▶ **Work order**
Search the records for the word "with" and copy every line in which it occurs.

▶ **Collected data**
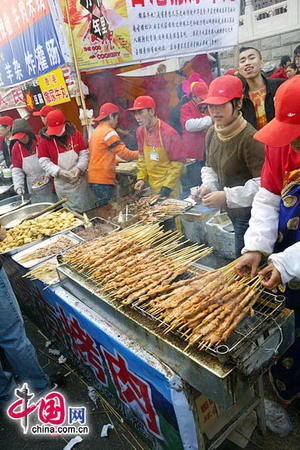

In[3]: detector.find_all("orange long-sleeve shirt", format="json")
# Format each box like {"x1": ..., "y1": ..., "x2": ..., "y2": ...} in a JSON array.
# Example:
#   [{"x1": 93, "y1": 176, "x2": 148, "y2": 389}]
[{"x1": 88, "y1": 122, "x2": 138, "y2": 185}]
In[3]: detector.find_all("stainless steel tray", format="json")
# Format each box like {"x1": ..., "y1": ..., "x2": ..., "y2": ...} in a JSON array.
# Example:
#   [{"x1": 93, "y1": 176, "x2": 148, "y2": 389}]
[
  {"x1": 69, "y1": 217, "x2": 120, "y2": 242},
  {"x1": 12, "y1": 232, "x2": 82, "y2": 269},
  {"x1": 0, "y1": 195, "x2": 31, "y2": 217},
  {"x1": 0, "y1": 203, "x2": 53, "y2": 228}
]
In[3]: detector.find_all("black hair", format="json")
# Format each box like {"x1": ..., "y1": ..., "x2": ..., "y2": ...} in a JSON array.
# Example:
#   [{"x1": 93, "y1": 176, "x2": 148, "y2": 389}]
[
  {"x1": 280, "y1": 55, "x2": 291, "y2": 67},
  {"x1": 293, "y1": 44, "x2": 300, "y2": 56},
  {"x1": 85, "y1": 93, "x2": 98, "y2": 104},
  {"x1": 239, "y1": 46, "x2": 262, "y2": 60},
  {"x1": 286, "y1": 62, "x2": 297, "y2": 70},
  {"x1": 230, "y1": 98, "x2": 242, "y2": 114},
  {"x1": 99, "y1": 112, "x2": 118, "y2": 122}
]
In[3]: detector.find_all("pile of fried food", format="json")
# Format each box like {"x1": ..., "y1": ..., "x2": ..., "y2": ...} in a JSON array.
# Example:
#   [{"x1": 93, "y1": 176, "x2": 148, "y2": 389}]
[
  {"x1": 19, "y1": 236, "x2": 76, "y2": 263},
  {"x1": 23, "y1": 258, "x2": 59, "y2": 286},
  {"x1": 0, "y1": 210, "x2": 81, "y2": 253},
  {"x1": 62, "y1": 224, "x2": 263, "y2": 350}
]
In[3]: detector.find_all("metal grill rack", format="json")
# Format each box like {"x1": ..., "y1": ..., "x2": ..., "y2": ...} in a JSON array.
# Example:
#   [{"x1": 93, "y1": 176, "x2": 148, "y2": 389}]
[{"x1": 132, "y1": 289, "x2": 285, "y2": 361}]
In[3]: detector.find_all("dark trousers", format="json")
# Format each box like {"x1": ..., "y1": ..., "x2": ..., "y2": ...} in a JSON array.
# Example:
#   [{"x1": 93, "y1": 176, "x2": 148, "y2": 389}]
[
  {"x1": 92, "y1": 184, "x2": 116, "y2": 207},
  {"x1": 228, "y1": 213, "x2": 251, "y2": 258}
]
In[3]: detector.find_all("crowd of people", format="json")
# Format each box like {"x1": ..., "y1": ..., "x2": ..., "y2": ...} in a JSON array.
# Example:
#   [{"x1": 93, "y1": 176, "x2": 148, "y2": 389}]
[{"x1": 0, "y1": 43, "x2": 300, "y2": 414}]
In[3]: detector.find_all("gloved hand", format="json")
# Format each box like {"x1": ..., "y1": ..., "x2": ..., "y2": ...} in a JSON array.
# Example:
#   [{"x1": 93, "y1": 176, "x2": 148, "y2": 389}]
[
  {"x1": 58, "y1": 170, "x2": 72, "y2": 182},
  {"x1": 16, "y1": 187, "x2": 24, "y2": 196},
  {"x1": 69, "y1": 168, "x2": 81, "y2": 184},
  {"x1": 159, "y1": 186, "x2": 172, "y2": 198}
]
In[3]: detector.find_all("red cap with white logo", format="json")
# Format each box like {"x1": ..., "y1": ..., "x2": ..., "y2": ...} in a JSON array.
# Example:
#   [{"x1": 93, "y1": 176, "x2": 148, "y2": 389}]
[
  {"x1": 200, "y1": 76, "x2": 243, "y2": 105},
  {"x1": 46, "y1": 110, "x2": 66, "y2": 136},
  {"x1": 254, "y1": 75, "x2": 300, "y2": 147},
  {"x1": 93, "y1": 103, "x2": 119, "y2": 121},
  {"x1": 127, "y1": 96, "x2": 156, "y2": 111}
]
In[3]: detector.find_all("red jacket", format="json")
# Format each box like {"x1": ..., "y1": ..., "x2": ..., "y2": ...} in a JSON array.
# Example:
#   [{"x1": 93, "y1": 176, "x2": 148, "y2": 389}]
[
  {"x1": 269, "y1": 67, "x2": 287, "y2": 79},
  {"x1": 180, "y1": 100, "x2": 208, "y2": 160},
  {"x1": 38, "y1": 129, "x2": 86, "y2": 165},
  {"x1": 136, "y1": 119, "x2": 186, "y2": 162},
  {"x1": 261, "y1": 144, "x2": 300, "y2": 194},
  {"x1": 11, "y1": 137, "x2": 40, "y2": 168}
]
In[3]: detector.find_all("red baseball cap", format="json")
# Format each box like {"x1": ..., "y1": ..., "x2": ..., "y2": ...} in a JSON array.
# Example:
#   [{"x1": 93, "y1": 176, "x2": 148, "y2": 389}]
[
  {"x1": 0, "y1": 116, "x2": 13, "y2": 127},
  {"x1": 33, "y1": 105, "x2": 55, "y2": 117},
  {"x1": 12, "y1": 132, "x2": 26, "y2": 140},
  {"x1": 127, "y1": 96, "x2": 156, "y2": 111},
  {"x1": 254, "y1": 75, "x2": 300, "y2": 147},
  {"x1": 46, "y1": 110, "x2": 66, "y2": 135},
  {"x1": 93, "y1": 103, "x2": 119, "y2": 122},
  {"x1": 200, "y1": 76, "x2": 243, "y2": 105},
  {"x1": 191, "y1": 81, "x2": 208, "y2": 100}
]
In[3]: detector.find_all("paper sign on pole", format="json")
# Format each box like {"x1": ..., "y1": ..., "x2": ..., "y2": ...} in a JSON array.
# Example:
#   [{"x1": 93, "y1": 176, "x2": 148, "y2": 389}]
[{"x1": 38, "y1": 68, "x2": 71, "y2": 105}]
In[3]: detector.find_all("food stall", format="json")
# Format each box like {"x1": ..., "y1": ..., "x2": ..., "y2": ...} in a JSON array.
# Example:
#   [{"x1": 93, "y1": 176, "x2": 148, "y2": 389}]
[{"x1": 0, "y1": 202, "x2": 295, "y2": 449}]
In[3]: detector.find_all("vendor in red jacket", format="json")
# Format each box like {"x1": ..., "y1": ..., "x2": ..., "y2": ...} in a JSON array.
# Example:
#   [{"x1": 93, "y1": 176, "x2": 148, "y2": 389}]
[
  {"x1": 129, "y1": 96, "x2": 186, "y2": 198},
  {"x1": 180, "y1": 80, "x2": 213, "y2": 187},
  {"x1": 38, "y1": 110, "x2": 96, "y2": 213},
  {"x1": 11, "y1": 119, "x2": 53, "y2": 203}
]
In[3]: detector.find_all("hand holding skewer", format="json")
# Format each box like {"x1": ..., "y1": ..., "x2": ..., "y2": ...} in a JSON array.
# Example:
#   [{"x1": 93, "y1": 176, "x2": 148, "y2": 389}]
[
  {"x1": 202, "y1": 191, "x2": 226, "y2": 208},
  {"x1": 259, "y1": 263, "x2": 282, "y2": 290},
  {"x1": 134, "y1": 180, "x2": 145, "y2": 191},
  {"x1": 235, "y1": 251, "x2": 263, "y2": 278}
]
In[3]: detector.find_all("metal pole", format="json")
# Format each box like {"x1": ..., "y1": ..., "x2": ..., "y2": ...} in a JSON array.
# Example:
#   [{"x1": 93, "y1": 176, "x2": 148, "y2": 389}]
[
  {"x1": 63, "y1": 0, "x2": 89, "y2": 139},
  {"x1": 216, "y1": 52, "x2": 221, "y2": 77}
]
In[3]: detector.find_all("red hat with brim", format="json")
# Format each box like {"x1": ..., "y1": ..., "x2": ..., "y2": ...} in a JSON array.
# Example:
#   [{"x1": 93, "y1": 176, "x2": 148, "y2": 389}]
[
  {"x1": 93, "y1": 103, "x2": 119, "y2": 122},
  {"x1": 0, "y1": 116, "x2": 13, "y2": 127},
  {"x1": 12, "y1": 132, "x2": 26, "y2": 140},
  {"x1": 127, "y1": 96, "x2": 155, "y2": 111},
  {"x1": 254, "y1": 75, "x2": 300, "y2": 147},
  {"x1": 191, "y1": 81, "x2": 208, "y2": 100},
  {"x1": 33, "y1": 105, "x2": 55, "y2": 117},
  {"x1": 254, "y1": 118, "x2": 300, "y2": 147},
  {"x1": 200, "y1": 75, "x2": 243, "y2": 105},
  {"x1": 46, "y1": 110, "x2": 66, "y2": 135}
]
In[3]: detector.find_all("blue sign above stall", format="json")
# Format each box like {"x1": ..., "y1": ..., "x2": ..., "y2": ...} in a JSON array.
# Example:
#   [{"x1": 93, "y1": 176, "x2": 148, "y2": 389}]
[{"x1": 0, "y1": 0, "x2": 65, "y2": 88}]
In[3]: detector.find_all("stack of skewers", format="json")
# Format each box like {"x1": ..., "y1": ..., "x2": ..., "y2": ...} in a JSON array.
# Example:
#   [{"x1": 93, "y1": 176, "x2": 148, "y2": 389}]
[
  {"x1": 63, "y1": 224, "x2": 212, "y2": 307},
  {"x1": 62, "y1": 224, "x2": 264, "y2": 351},
  {"x1": 146, "y1": 263, "x2": 263, "y2": 350}
]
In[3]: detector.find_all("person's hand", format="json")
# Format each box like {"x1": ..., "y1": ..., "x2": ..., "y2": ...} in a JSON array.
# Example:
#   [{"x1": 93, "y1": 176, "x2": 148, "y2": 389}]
[
  {"x1": 235, "y1": 251, "x2": 263, "y2": 278},
  {"x1": 43, "y1": 176, "x2": 50, "y2": 184},
  {"x1": 135, "y1": 180, "x2": 145, "y2": 191},
  {"x1": 58, "y1": 170, "x2": 72, "y2": 181},
  {"x1": 259, "y1": 263, "x2": 282, "y2": 290},
  {"x1": 0, "y1": 226, "x2": 6, "y2": 241},
  {"x1": 198, "y1": 185, "x2": 211, "y2": 199},
  {"x1": 202, "y1": 191, "x2": 226, "y2": 208},
  {"x1": 69, "y1": 168, "x2": 81, "y2": 184},
  {"x1": 16, "y1": 187, "x2": 24, "y2": 196}
]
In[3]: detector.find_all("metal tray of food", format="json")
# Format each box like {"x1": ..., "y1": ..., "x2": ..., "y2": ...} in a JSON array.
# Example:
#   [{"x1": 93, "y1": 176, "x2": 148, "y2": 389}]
[
  {"x1": 12, "y1": 232, "x2": 82, "y2": 269},
  {"x1": 0, "y1": 203, "x2": 53, "y2": 228},
  {"x1": 0, "y1": 208, "x2": 84, "y2": 256},
  {"x1": 69, "y1": 217, "x2": 120, "y2": 242},
  {"x1": 0, "y1": 195, "x2": 31, "y2": 217}
]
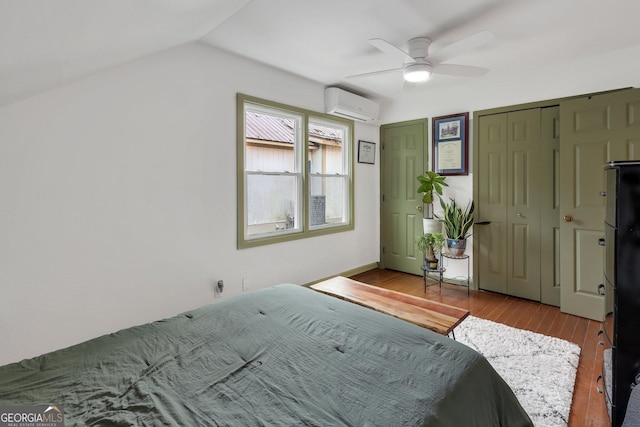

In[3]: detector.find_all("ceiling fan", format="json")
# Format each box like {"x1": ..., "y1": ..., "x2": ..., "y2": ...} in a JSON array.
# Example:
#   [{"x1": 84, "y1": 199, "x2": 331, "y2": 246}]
[{"x1": 347, "y1": 30, "x2": 494, "y2": 83}]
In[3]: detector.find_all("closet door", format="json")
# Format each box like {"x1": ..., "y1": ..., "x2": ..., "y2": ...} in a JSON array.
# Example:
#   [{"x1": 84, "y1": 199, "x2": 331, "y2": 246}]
[
  {"x1": 477, "y1": 114, "x2": 508, "y2": 293},
  {"x1": 477, "y1": 108, "x2": 542, "y2": 300},
  {"x1": 507, "y1": 109, "x2": 542, "y2": 300},
  {"x1": 540, "y1": 107, "x2": 561, "y2": 306}
]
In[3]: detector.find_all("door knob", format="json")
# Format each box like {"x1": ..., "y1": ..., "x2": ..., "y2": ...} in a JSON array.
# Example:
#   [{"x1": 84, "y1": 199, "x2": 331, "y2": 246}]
[
  {"x1": 416, "y1": 205, "x2": 423, "y2": 211},
  {"x1": 563, "y1": 215, "x2": 573, "y2": 222}
]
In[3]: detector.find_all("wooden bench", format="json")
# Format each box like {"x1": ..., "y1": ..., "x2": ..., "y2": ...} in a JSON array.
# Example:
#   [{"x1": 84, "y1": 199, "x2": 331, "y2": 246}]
[{"x1": 310, "y1": 276, "x2": 469, "y2": 336}]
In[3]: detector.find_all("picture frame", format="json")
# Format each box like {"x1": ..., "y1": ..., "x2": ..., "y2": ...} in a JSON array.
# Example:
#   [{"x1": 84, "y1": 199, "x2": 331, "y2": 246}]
[
  {"x1": 432, "y1": 112, "x2": 469, "y2": 176},
  {"x1": 358, "y1": 140, "x2": 376, "y2": 164}
]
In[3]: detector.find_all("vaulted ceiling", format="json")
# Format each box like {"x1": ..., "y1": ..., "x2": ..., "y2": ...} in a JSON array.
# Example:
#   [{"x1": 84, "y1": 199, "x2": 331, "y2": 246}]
[{"x1": 3, "y1": 0, "x2": 640, "y2": 110}]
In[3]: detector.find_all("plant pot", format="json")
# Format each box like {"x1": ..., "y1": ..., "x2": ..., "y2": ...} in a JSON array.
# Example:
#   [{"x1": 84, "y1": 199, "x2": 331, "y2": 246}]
[
  {"x1": 426, "y1": 258, "x2": 439, "y2": 270},
  {"x1": 423, "y1": 218, "x2": 442, "y2": 235},
  {"x1": 446, "y1": 238, "x2": 467, "y2": 257}
]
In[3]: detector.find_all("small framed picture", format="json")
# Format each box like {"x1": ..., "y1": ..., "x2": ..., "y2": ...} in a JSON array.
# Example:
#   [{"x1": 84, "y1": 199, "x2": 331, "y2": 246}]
[
  {"x1": 432, "y1": 112, "x2": 469, "y2": 176},
  {"x1": 358, "y1": 140, "x2": 376, "y2": 164}
]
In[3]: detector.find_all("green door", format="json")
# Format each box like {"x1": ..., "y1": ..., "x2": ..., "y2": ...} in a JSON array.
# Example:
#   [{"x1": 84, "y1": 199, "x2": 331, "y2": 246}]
[
  {"x1": 476, "y1": 113, "x2": 508, "y2": 293},
  {"x1": 476, "y1": 108, "x2": 543, "y2": 300},
  {"x1": 559, "y1": 88, "x2": 640, "y2": 320},
  {"x1": 380, "y1": 119, "x2": 427, "y2": 274},
  {"x1": 506, "y1": 108, "x2": 542, "y2": 300},
  {"x1": 540, "y1": 106, "x2": 561, "y2": 306}
]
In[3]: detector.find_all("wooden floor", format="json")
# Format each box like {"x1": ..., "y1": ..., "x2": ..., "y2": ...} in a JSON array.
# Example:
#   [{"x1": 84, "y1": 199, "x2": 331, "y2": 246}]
[{"x1": 350, "y1": 269, "x2": 609, "y2": 427}]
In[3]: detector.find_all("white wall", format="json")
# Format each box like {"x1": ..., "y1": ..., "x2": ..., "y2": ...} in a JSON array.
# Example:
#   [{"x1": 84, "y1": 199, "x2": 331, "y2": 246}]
[{"x1": 0, "y1": 43, "x2": 380, "y2": 365}]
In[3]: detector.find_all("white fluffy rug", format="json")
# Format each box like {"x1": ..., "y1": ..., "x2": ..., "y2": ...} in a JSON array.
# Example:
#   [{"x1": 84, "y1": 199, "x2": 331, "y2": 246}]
[{"x1": 454, "y1": 316, "x2": 581, "y2": 427}]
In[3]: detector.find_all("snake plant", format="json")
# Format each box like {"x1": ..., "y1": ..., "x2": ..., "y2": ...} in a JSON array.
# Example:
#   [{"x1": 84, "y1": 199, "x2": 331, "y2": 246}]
[{"x1": 437, "y1": 198, "x2": 474, "y2": 240}]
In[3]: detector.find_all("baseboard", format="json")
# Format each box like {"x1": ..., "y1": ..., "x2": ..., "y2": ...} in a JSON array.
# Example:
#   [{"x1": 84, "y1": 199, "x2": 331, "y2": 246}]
[
  {"x1": 340, "y1": 262, "x2": 379, "y2": 278},
  {"x1": 304, "y1": 262, "x2": 379, "y2": 287}
]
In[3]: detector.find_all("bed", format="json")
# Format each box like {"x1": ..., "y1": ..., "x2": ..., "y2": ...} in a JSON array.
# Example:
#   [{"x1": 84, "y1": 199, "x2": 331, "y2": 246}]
[{"x1": 0, "y1": 284, "x2": 532, "y2": 426}]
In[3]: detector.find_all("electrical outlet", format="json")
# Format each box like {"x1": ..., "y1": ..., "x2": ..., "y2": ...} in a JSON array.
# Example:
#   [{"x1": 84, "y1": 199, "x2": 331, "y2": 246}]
[
  {"x1": 214, "y1": 280, "x2": 224, "y2": 298},
  {"x1": 242, "y1": 277, "x2": 250, "y2": 292}
]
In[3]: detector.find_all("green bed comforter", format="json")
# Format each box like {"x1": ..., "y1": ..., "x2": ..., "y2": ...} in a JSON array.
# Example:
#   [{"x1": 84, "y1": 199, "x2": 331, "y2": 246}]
[{"x1": 0, "y1": 284, "x2": 532, "y2": 426}]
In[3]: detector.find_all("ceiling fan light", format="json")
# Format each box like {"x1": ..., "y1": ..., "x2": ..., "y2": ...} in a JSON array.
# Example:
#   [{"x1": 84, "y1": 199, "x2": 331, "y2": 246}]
[{"x1": 403, "y1": 63, "x2": 432, "y2": 82}]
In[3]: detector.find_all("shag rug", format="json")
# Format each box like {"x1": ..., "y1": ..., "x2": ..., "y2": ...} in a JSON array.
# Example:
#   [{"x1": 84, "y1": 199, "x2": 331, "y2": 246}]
[{"x1": 454, "y1": 316, "x2": 581, "y2": 427}]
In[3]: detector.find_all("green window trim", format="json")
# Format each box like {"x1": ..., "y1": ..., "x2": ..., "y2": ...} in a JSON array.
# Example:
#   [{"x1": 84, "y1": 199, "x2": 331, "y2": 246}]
[{"x1": 237, "y1": 93, "x2": 355, "y2": 249}]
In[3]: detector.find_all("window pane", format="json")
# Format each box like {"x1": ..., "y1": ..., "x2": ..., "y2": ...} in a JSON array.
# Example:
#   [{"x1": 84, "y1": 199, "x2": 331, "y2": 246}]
[
  {"x1": 246, "y1": 173, "x2": 300, "y2": 237},
  {"x1": 309, "y1": 175, "x2": 348, "y2": 227},
  {"x1": 308, "y1": 121, "x2": 345, "y2": 174},
  {"x1": 245, "y1": 110, "x2": 298, "y2": 172}
]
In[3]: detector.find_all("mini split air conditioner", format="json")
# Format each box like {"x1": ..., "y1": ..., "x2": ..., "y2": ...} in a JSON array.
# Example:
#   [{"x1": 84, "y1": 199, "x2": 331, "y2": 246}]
[{"x1": 324, "y1": 87, "x2": 379, "y2": 122}]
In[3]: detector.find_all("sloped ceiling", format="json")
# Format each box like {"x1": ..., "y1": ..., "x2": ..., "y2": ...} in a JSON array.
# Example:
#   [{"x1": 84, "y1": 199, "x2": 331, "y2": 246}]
[
  {"x1": 3, "y1": 0, "x2": 640, "y2": 109},
  {"x1": 0, "y1": 0, "x2": 251, "y2": 107}
]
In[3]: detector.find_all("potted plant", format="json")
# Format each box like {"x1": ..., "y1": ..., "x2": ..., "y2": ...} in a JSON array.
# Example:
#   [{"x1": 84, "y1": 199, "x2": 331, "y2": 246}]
[
  {"x1": 417, "y1": 171, "x2": 448, "y2": 234},
  {"x1": 417, "y1": 232, "x2": 445, "y2": 270},
  {"x1": 437, "y1": 198, "x2": 474, "y2": 256}
]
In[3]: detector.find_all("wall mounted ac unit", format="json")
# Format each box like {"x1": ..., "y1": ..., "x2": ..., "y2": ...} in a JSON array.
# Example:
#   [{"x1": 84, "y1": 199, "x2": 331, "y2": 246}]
[{"x1": 324, "y1": 87, "x2": 379, "y2": 122}]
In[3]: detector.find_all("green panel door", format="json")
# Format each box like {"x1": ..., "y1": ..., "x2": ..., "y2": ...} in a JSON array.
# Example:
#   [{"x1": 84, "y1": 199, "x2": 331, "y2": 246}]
[
  {"x1": 381, "y1": 119, "x2": 427, "y2": 274},
  {"x1": 560, "y1": 88, "x2": 640, "y2": 320},
  {"x1": 477, "y1": 113, "x2": 508, "y2": 293},
  {"x1": 540, "y1": 106, "x2": 561, "y2": 306},
  {"x1": 506, "y1": 108, "x2": 541, "y2": 300},
  {"x1": 477, "y1": 108, "x2": 543, "y2": 300}
]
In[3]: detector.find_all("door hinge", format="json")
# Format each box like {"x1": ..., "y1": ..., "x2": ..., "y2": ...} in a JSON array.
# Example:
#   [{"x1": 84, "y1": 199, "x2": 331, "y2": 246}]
[
  {"x1": 382, "y1": 194, "x2": 385, "y2": 202},
  {"x1": 382, "y1": 246, "x2": 385, "y2": 254}
]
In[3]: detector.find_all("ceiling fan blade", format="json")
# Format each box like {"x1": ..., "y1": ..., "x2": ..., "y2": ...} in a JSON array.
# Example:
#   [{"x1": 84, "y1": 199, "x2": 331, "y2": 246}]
[
  {"x1": 432, "y1": 63, "x2": 489, "y2": 77},
  {"x1": 369, "y1": 38, "x2": 414, "y2": 63},
  {"x1": 428, "y1": 30, "x2": 494, "y2": 64},
  {"x1": 345, "y1": 67, "x2": 402, "y2": 79}
]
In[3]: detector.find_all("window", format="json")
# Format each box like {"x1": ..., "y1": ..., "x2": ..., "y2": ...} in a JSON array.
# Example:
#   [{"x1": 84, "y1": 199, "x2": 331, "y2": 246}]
[
  {"x1": 237, "y1": 94, "x2": 354, "y2": 248},
  {"x1": 308, "y1": 118, "x2": 350, "y2": 229}
]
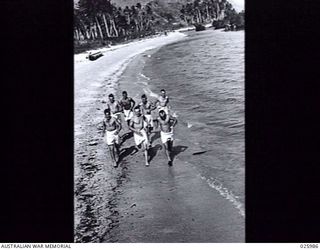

▶ **Solution to this problem**
In[3]: detector.find_all("red cap with white logo", format="json")
In[3]: detector.find_all("red hat with brim", format="json")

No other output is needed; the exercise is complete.